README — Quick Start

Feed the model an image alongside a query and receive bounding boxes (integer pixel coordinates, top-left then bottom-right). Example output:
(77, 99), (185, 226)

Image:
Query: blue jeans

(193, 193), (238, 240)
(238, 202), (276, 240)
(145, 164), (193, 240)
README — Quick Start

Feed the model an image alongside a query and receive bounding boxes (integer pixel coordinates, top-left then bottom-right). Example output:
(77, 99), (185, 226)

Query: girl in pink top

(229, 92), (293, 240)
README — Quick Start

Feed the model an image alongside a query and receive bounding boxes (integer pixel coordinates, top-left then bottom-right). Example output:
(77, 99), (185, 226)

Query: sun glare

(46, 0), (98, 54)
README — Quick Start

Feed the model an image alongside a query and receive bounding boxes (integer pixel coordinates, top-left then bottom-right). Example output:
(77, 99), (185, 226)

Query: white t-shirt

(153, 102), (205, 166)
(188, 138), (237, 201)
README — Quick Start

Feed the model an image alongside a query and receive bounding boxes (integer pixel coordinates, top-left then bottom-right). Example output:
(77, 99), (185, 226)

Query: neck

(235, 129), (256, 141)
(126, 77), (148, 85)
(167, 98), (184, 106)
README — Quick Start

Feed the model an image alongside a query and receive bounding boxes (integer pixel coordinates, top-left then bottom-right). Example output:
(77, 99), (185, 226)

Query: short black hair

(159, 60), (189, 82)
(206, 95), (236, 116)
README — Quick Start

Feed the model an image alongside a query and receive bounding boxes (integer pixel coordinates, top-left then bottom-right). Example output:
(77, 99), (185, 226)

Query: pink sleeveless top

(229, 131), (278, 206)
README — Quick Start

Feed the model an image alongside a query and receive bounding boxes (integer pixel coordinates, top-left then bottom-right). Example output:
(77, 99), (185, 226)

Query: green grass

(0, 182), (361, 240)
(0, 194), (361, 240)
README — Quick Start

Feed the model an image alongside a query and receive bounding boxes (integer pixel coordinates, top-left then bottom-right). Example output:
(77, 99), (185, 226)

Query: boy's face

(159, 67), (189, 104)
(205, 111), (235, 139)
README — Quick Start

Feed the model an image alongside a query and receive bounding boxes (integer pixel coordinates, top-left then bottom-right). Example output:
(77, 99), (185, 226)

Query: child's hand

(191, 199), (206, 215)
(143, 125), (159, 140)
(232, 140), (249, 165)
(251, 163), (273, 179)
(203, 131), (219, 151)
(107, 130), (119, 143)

———

Arrange the rows above, from their first line through the line containing "(0, 194), (361, 240)", as a JSON list of strings with one string per line, leaving out blank lines.

[
  "README — Quick Start",
  "Feed the model an image alongside a query and receive bounding boxes (integer pixel coordinates, top-left then bottom-right). Example output:",
  "(77, 99), (185, 226)",
  "Image:",
  "Query: blue jeans",
  "(193, 193), (238, 240)",
  "(238, 202), (276, 240)",
  "(145, 164), (193, 240)",
  "README — Quick Start",
  "Feed the model an image alongside a query and receive bounding boxes (integer pixel coordinates, top-left then bottom-right). Example output:",
  "(77, 99), (185, 226)",
  "Query: girl in pink top",
  "(229, 92), (293, 240)",
  "README — Quick Start",
  "Feed the model an image alongside a query and receive bounding boxes (integer pixel coordinates, top-left then bottom-right). Example output:",
  "(77, 99), (185, 226)",
  "Query: sun glare",
  "(46, 0), (98, 54)",
  "README — Quick Start",
  "Feed the model an image alongside a query and receive bounding boxes (integer pixel coordinates, top-left then bottom-right). Example output:",
  "(77, 99), (185, 226)",
  "Query: white t-shirt",
  "(153, 102), (205, 166)",
  "(188, 138), (237, 201)",
  "README — Quick Start",
  "Feed the model an image alongside a query and receive bounding boxes (integer pixel coordinates, top-left then bottom-right). Example output:",
  "(77, 99), (185, 226)",
  "Query: neck",
  "(235, 129), (256, 141)",
  "(126, 77), (148, 85)",
  "(167, 98), (184, 106)",
  "README — Quick Start",
  "Feed the model an image alongside a query and receive bounding boxes (integer pixel coordinates, top-left then bottom-right). Example output:",
  "(77, 99), (185, 226)",
  "Query: short black hair",
  "(159, 60), (189, 82)",
  "(206, 95), (236, 116)",
  "README — Quick Start",
  "Feed the model an image alongside a query and receive bounding boxes (integer pixel coordinates, top-left then bottom-right). Example output:",
  "(77, 99), (185, 226)",
  "Query: pink sleeveless top",
  "(229, 131), (278, 206)",
  "README — Quick Start",
  "Feed the model an image alongside a query and receive bounding boxes (integer pixel coordinates, top-left then bottom-right). Example output:",
  "(77, 99), (185, 226)",
  "Query: green grass",
  "(0, 182), (361, 240)",
  "(0, 194), (361, 240)"
]